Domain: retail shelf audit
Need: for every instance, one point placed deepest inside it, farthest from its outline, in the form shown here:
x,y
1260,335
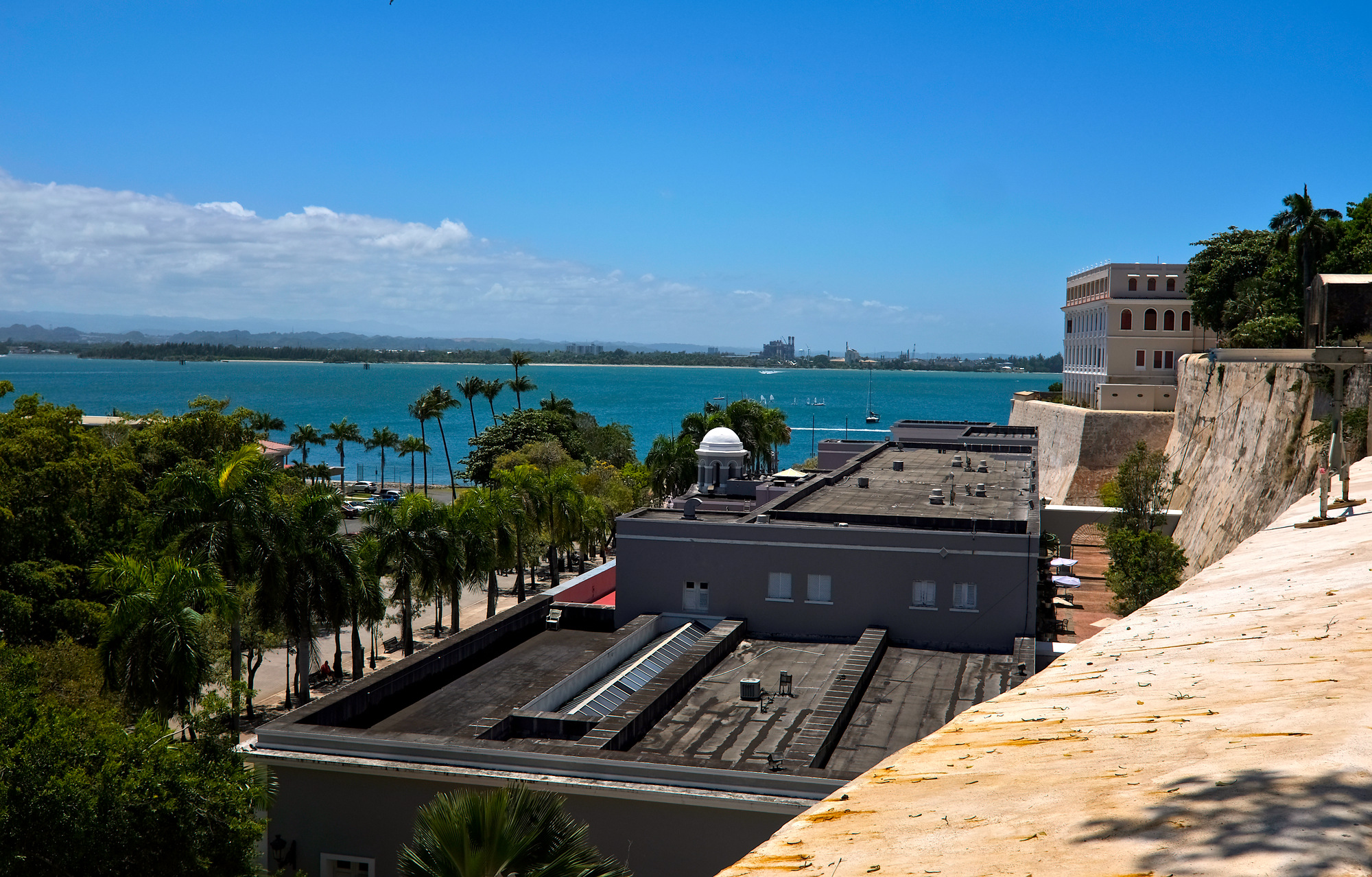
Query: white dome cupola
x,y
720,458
—————
Instructions for the task:
An exact copy of every entry above is required, without the pictures.

Task output:
Domain: retail shelf audit
Need: for every instance, one point placed deepest inside it, farthest from its outline, in the form shown here:
x,y
1260,335
Query: white dome cupola
x,y
720,458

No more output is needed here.